Data excerpts:
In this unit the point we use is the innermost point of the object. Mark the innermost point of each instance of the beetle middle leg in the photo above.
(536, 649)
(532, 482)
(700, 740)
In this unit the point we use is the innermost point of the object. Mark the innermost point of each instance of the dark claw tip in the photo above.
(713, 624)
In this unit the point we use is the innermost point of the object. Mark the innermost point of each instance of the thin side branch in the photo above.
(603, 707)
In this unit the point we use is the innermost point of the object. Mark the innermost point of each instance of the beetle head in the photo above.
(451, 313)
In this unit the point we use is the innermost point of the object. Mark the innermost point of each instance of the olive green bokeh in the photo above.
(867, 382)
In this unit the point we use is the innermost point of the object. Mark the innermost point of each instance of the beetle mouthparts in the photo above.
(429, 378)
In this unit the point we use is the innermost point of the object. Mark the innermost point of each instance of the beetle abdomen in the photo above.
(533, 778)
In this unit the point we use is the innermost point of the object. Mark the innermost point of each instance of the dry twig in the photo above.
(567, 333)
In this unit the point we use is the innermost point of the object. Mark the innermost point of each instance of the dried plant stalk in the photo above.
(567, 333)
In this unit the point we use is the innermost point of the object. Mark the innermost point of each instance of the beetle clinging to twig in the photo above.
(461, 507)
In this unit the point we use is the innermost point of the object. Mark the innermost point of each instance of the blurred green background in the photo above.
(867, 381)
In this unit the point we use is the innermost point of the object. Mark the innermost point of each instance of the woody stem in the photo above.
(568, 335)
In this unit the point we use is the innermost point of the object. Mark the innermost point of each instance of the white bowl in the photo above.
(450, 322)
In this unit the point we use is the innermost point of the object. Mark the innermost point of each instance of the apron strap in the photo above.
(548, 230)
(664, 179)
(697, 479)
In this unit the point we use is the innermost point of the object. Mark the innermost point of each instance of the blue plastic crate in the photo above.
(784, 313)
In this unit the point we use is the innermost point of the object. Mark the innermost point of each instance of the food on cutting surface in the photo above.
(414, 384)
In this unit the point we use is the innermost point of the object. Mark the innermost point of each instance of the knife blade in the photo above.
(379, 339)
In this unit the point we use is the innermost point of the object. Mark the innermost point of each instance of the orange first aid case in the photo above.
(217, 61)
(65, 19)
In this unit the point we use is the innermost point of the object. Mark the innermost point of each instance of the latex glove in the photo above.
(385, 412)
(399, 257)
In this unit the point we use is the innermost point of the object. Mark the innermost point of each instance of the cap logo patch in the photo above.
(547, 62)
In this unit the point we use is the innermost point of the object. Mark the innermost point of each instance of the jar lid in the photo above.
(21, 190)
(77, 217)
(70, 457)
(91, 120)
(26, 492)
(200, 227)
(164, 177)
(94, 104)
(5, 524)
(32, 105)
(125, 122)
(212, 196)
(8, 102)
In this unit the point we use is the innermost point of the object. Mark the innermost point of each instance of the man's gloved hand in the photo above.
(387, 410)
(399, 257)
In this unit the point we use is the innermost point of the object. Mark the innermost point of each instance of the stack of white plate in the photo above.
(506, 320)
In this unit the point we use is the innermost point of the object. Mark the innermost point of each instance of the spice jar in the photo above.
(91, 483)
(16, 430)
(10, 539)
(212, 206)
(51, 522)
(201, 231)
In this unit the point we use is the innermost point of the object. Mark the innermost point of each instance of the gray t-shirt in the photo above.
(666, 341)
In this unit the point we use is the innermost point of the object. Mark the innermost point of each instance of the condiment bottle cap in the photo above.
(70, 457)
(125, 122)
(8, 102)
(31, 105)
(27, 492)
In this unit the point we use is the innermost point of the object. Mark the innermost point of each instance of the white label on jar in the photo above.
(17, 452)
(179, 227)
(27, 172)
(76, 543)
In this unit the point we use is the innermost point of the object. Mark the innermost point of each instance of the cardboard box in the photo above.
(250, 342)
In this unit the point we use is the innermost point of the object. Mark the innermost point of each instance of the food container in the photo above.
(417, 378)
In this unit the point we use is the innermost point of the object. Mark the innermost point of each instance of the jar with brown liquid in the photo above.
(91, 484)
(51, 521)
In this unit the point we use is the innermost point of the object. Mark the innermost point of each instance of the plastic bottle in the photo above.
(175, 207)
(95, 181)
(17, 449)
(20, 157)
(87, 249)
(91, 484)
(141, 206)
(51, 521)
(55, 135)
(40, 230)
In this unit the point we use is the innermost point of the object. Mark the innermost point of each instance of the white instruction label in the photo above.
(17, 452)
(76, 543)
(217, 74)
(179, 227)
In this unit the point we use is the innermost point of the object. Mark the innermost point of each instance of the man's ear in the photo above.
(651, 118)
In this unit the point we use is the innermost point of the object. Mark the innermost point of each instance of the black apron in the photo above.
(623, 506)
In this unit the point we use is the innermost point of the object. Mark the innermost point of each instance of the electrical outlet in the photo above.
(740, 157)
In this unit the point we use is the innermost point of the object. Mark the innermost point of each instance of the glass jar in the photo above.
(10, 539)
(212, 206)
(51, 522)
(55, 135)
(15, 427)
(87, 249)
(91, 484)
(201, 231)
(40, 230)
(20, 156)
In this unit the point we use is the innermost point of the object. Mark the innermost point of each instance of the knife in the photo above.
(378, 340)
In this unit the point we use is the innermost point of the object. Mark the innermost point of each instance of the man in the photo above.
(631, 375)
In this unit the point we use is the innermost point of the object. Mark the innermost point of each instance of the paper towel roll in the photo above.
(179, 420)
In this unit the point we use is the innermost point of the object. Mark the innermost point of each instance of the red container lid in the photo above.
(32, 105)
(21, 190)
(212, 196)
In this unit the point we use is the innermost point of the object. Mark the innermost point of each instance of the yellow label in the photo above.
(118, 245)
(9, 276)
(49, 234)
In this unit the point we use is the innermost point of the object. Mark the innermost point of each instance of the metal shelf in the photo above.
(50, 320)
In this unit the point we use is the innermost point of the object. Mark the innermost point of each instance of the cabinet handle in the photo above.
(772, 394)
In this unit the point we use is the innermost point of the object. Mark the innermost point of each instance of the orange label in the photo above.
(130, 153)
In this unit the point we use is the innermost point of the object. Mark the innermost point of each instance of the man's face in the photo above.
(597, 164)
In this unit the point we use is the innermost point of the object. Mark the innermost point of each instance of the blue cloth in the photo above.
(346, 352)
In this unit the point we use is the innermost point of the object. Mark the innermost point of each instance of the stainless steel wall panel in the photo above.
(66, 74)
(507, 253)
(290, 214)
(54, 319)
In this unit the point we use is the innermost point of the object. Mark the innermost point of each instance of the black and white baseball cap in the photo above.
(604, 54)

--

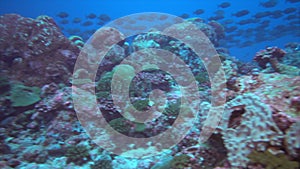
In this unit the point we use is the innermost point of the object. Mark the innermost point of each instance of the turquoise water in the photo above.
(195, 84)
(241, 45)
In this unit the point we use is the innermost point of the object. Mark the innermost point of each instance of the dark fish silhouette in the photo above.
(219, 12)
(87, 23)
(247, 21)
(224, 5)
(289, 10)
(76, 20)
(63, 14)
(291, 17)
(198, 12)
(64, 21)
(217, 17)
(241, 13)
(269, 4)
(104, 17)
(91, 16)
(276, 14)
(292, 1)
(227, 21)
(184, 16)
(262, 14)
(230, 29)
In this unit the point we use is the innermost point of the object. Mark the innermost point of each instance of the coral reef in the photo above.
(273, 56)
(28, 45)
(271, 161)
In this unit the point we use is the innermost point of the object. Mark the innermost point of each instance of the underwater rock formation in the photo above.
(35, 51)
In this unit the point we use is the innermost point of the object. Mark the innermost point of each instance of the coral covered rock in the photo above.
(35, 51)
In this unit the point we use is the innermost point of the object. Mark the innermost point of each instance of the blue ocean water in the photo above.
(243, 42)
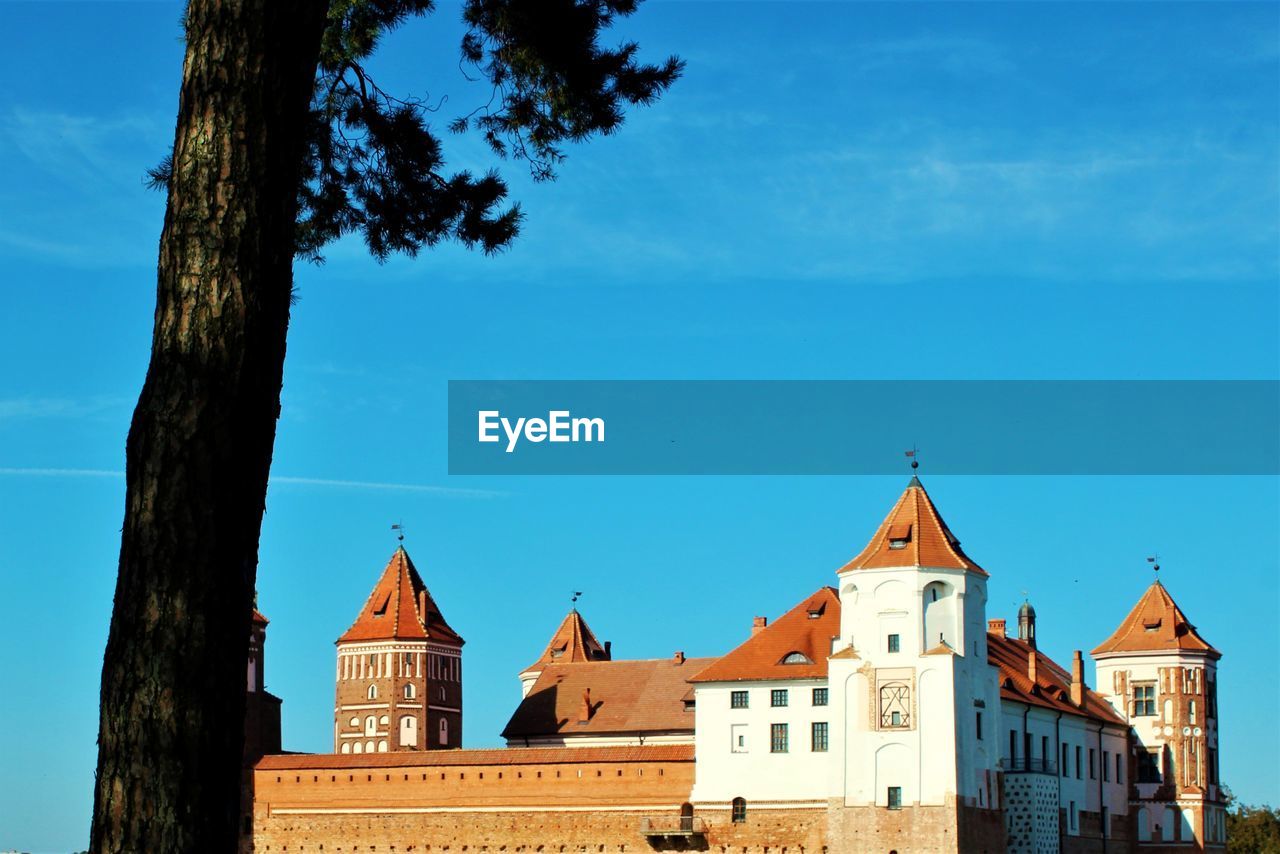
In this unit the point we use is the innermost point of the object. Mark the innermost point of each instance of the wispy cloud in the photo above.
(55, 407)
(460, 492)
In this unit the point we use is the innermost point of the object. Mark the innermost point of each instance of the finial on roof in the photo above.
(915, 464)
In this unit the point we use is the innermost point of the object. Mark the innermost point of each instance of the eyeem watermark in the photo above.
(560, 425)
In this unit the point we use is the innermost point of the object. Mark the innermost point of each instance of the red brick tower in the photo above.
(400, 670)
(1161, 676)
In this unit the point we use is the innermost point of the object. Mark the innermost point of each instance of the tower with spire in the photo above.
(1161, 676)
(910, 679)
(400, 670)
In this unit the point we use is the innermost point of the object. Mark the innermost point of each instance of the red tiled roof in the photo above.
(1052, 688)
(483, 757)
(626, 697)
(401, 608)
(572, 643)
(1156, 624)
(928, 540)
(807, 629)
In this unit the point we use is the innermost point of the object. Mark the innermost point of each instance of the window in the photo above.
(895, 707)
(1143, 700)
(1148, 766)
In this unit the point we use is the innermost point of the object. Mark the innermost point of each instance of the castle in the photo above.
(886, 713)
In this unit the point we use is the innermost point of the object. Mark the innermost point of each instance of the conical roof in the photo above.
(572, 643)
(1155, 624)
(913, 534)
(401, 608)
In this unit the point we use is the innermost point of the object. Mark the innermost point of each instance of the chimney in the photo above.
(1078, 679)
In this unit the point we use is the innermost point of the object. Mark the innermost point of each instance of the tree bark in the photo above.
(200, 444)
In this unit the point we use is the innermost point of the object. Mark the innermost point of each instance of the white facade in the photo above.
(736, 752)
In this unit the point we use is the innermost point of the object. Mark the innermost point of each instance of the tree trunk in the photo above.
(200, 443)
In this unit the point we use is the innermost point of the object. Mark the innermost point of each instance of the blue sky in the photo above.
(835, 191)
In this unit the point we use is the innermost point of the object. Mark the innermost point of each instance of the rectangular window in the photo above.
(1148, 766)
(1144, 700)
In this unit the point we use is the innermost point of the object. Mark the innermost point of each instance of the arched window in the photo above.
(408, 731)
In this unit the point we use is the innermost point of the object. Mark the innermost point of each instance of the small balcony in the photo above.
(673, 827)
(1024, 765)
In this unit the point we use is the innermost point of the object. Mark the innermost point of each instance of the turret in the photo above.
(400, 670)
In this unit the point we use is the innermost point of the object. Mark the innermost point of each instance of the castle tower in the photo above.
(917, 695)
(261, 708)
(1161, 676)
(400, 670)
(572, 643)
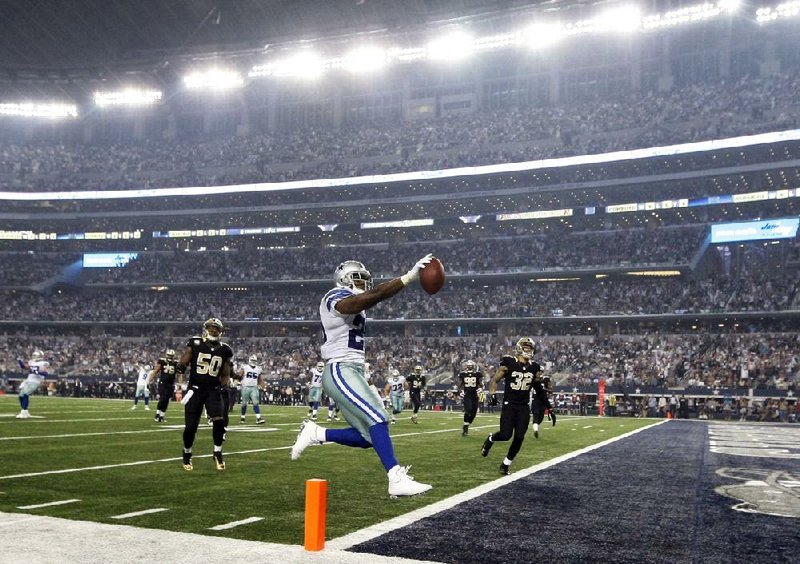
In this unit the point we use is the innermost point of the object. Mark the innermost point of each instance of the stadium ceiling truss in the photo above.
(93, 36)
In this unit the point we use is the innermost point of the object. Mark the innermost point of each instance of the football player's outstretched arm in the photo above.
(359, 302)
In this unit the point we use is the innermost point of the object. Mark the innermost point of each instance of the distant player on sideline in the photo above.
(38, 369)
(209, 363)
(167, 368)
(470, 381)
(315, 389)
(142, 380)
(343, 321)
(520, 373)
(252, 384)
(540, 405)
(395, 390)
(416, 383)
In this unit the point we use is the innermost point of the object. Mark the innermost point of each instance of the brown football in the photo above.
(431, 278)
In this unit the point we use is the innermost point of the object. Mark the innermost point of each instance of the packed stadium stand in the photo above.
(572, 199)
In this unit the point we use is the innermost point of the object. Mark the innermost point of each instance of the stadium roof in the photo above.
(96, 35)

* * *

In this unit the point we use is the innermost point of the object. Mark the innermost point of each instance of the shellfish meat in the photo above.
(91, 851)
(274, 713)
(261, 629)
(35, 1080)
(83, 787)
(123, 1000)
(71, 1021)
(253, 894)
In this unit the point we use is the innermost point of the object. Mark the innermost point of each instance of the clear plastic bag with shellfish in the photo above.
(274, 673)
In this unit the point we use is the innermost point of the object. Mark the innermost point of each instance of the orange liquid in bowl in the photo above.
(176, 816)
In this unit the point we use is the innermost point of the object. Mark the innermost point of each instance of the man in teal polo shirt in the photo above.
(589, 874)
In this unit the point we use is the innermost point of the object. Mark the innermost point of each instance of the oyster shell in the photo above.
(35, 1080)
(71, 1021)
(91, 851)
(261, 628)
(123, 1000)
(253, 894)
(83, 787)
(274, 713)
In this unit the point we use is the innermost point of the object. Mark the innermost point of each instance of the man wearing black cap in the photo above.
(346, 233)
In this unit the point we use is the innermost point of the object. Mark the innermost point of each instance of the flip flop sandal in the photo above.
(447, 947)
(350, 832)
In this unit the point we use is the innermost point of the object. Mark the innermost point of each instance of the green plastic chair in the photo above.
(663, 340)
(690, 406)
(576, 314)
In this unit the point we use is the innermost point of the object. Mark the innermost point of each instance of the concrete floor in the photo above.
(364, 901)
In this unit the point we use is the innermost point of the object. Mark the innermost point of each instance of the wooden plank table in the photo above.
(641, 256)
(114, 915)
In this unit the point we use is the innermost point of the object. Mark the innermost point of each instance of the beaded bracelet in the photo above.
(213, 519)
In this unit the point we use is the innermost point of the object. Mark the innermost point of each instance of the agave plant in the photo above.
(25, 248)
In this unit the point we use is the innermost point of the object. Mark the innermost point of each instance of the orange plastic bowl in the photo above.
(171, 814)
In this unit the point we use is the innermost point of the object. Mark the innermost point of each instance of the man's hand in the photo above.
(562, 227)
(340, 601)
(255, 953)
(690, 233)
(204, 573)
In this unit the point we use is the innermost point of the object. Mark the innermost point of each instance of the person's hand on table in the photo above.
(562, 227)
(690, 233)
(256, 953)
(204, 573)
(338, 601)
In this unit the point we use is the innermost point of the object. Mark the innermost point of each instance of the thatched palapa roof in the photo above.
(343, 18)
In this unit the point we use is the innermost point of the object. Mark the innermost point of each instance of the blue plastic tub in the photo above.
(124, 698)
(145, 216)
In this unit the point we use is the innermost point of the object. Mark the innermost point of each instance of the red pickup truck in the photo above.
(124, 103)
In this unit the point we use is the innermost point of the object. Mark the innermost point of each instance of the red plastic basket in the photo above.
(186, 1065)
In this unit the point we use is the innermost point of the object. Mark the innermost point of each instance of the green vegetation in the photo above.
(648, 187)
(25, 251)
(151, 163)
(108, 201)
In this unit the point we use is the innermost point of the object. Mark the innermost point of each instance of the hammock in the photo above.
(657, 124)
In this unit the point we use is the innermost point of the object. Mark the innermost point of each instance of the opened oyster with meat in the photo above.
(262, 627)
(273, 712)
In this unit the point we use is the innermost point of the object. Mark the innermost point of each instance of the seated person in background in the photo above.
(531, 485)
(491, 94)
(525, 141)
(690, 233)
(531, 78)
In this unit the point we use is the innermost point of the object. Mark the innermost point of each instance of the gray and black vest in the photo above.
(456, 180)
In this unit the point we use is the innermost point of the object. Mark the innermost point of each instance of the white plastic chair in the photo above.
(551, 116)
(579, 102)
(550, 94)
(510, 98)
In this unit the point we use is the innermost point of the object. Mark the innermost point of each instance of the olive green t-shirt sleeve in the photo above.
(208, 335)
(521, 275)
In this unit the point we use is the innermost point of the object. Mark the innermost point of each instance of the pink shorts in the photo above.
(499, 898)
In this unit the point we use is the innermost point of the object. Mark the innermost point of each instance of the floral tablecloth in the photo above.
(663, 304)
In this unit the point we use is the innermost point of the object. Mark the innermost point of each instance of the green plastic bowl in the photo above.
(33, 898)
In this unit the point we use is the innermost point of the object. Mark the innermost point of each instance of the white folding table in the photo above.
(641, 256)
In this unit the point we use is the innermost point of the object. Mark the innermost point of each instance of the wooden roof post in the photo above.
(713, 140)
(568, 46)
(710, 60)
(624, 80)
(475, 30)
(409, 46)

Written instruction:
Count the lines in the rows above that contain the word "food", and reply with the number alone.

The answer:
2